Source code for xraylabtool.calculators.scattering_data

"""Scattering factor data loading and element path management."""

from __future__ import annotations

from pathlib import Path
from typing import Any

import numpy as np

# Pre-computed element file paths for faster access
_AVAILABLE_ELEMENTS: dict[str, Path] = {}


def _initialize_element_paths() -> None:
    """
    Pre-compute all available element file paths at module load time.
    This optimization eliminates repeated file system checks.
    """

    base_paths = [
        Path.cwd() / "src" / "AtomicScatteringFactor",
        Path(__file__).parent.parent.parent
        / "src"
        / "AtomicScatteringFactor",  # For old structure compatibility
        Path(__file__).parent.parent
        / "data"
        / "AtomicScatteringFactor",  # New structure
    ]

    for base_path in base_paths:
        if base_path.exists():
            for nff_file in base_path.glob("*.nff"):
                element = nff_file.stem.capitalize()
                if element not in _AVAILABLE_ELEMENTS:
                    _AVAILABLE_ELEMENTS[element] = nff_file



[docs]
def load_scattering_factor_data(element: str) -> Any:
    """
    Load f1/f2 scattering factor data for a specific element from .nff files.

    This function reads .nff files using CSV parsing and caches the results
    in a module-level dictionary keyed by element symbol. Returns a pandas-compatible
    data structure for accessing columns E, f1, f2.

    Args:
        element: Element symbol (e.g., 'H', 'C', 'N', 'O', 'Si', 'Ge')

    Returns:
        ScatteringData object with pandas-like interface containing columns: E (energy), f1, f2

    Raises:
        FileNotFoundError: If the .nff file for the element is not found
        ValueError: If the element symbol is invalid, empty, or file format is invalid

    Examples:
        >>> from xraylabtool.calculators.scattering_data import load_scattering_factor_data
        >>> data = load_scattering_factor_data('Si')
        >>> print(data.columns)
        ['E', 'f1', 'f2']
        >>> print(len(data) > 100)  # Verify we have enough data points
        True
    """
    from xraylabtool.calculators.cache import _scattering_factor_cache

    # Validate input
    if not element or not isinstance(element, str):
        raise ValueError(f"Element symbol must be a non-empty string, got: {element!r}")

    # Normalize element symbol (capitalize first letter, lowercase rest)
    element = element.capitalize()

    # Check if already cached
    if element in _scattering_factor_cache:
        return _scattering_factor_cache[element]

    # Use pre-computed element paths for faster access
    if element not in _AVAILABLE_ELEMENTS:
        raise FileNotFoundError(
            f"Scattering factor data file not found for element '{element}'. "

(Raw records)
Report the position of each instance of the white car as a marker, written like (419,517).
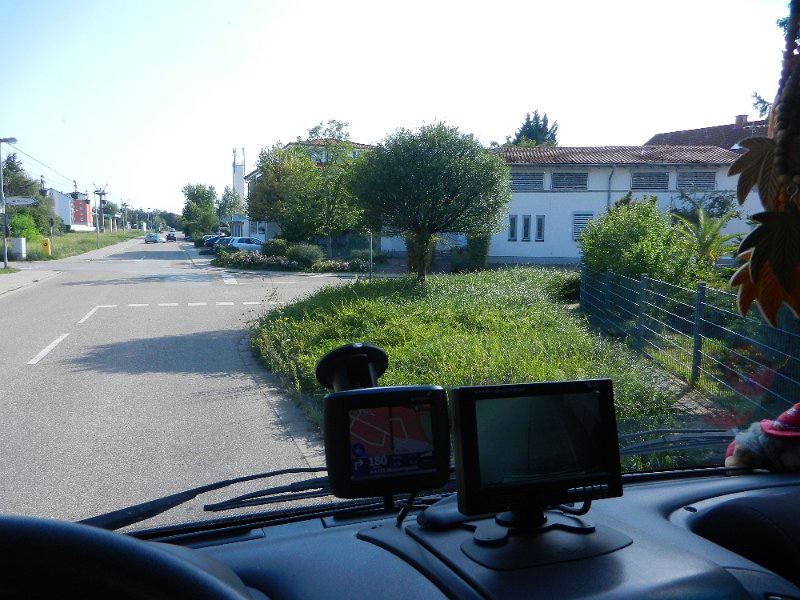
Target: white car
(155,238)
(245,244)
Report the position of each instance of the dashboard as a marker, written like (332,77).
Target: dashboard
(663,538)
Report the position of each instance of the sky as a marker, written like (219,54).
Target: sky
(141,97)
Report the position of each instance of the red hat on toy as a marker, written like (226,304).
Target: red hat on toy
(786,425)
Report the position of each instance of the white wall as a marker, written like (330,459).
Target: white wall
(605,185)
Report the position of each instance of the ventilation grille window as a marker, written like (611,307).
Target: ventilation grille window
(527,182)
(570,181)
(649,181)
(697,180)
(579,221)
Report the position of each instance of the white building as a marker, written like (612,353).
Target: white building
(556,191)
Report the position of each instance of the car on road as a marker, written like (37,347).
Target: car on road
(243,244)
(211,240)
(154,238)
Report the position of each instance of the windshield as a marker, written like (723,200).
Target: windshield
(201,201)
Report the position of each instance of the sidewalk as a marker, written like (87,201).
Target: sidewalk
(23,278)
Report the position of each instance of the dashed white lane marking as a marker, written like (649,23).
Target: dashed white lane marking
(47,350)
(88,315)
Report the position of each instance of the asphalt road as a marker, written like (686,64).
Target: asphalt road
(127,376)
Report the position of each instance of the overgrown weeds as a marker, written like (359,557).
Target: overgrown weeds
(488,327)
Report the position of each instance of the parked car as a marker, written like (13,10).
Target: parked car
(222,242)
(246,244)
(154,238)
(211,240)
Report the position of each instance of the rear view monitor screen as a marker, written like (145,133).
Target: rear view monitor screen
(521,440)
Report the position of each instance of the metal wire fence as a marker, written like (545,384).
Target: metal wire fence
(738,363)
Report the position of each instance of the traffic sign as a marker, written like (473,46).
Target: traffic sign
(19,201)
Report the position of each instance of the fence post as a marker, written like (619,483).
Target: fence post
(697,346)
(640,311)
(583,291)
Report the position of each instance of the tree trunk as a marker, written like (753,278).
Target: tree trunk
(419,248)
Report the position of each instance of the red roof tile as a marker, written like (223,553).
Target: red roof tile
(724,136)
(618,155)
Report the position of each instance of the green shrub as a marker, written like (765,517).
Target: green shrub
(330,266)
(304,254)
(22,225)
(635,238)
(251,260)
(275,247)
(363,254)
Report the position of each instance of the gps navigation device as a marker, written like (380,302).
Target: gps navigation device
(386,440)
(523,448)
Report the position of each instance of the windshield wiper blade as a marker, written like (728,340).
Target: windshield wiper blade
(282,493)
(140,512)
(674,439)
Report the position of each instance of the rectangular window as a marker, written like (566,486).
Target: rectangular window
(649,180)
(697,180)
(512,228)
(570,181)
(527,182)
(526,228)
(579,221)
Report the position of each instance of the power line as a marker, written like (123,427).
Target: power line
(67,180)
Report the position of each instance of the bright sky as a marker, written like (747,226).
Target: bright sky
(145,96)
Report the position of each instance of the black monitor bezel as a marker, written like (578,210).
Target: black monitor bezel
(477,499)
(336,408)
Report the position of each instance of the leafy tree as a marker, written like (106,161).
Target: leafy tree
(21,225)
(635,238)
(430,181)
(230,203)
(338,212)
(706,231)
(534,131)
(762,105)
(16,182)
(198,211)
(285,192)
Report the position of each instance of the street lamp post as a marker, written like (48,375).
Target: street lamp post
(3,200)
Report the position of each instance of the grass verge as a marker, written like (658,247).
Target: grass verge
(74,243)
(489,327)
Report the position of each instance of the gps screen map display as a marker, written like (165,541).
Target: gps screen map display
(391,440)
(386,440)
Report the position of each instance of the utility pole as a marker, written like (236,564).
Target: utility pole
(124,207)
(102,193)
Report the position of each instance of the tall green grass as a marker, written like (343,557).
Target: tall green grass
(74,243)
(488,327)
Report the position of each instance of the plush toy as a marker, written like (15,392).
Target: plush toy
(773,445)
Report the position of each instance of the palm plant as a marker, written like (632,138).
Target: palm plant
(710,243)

- Task to complete
Continue the scattering factor source code, picking up right after its last line.

- Reply to the task
            f"Available elements: {sorted(_AVAILABLE_ELEMENTS.keys())}"
        )

    file_path = _AVAILABLE_ELEMENTS[element]

    try:
        # Read and validate header line
        with open(file_path) as _f:
            header_line = _f.readline().strip()

        header = [col.strip() for col in header_line.split(",")]
        expected_columns = {"E", "f1", "f2"}
        actual_columns = set(header)

        if not expected_columns.issubset(actual_columns):
            missing_cols = expected_columns - actual_columns
            raise ValueError(
                f"Invalid .nff file format for element '{element}'. "
                f"Missing required columns: {missing_cols}. "
                f"Found columns: {list(actual_columns)}"
            )

        # Get column indices for correct ordering
        e_idx = header.index("E")
        f1_idx = header.index("f1")
        f2_idx = header.index("f2")

        # Load entire file at C-level via np.loadtxt — 3-8x faster than csv.reader loop
        raw = np.loadtxt(file_path, delimiter=",", skiprows=1, dtype=np.float64)

        if raw.ndim == 1:
            raw = raw.reshape(1, -1)

        if len(raw) == 0:
            raise ValueError(
                "Empty scattering factor data file for element "
                f"'{element}': {file_path}"
            )

        # Re-order columns to canonical [E, f1, f2] if needed
        data_array = raw[:, [e_idx, f1_idx, f2_idx]]

        scattering_data = ScatteringData(data_array, ["E", "f1", "f2"])

        # Cache the data
        _scattering_factor_cache[element] = scattering_data

        return scattering_data

    except (OSError, ValueError) as e:
        raise ValueError(
            "Error parsing scattering factor data file for element "
            f"'{element}': {file_path}. "
            f"Expected CSV format with columns: E,f1,f2. Error: {e}"
        ) from e
    except Exception as e:
        raise RuntimeError(
            "Unexpected error loading scattering factor data for element "
            f"'{element}' from {file_path}: {e}"
        ) from e




[docs]
class ScatteringData:
    """Pandas-like interface for scattering factor data arrays."""


[docs]
    def __init__(self, data_array: np.ndarray, column_names: list[str]) -> None:
        self.data = data_array
        self.columns = column_names
        self._column_indices = {name: i for i, name in enumerate(column_names)}


    def __len__(self) -> int:
        return len(self.data)

    def __getitem__(self, column: str) -> Any:
        idx = self._column_indices[column]

        # Return object with .values attribute for compatibility
        class ColumnProxy:
            def __init__(self, data: np.ndarray) -> None:
                self.values = data

        return ColumnProxy(self.data[:, idx])




[docs]
class AtomicScatteringFactor:
    """
    Class for handling atomic scattering factors.

    This class loads and manages atomic scattering factor data
    from NFF files using the module-level cache.
    """


[docs]
    def __init__(self) -> None:
        # Maintain backward compatibility with existing tests
        self.data: dict[str, Any] = {}
        self.data_path = (
            Path(__file__).parent.parent / "data" / "AtomicScatteringFactor"
        )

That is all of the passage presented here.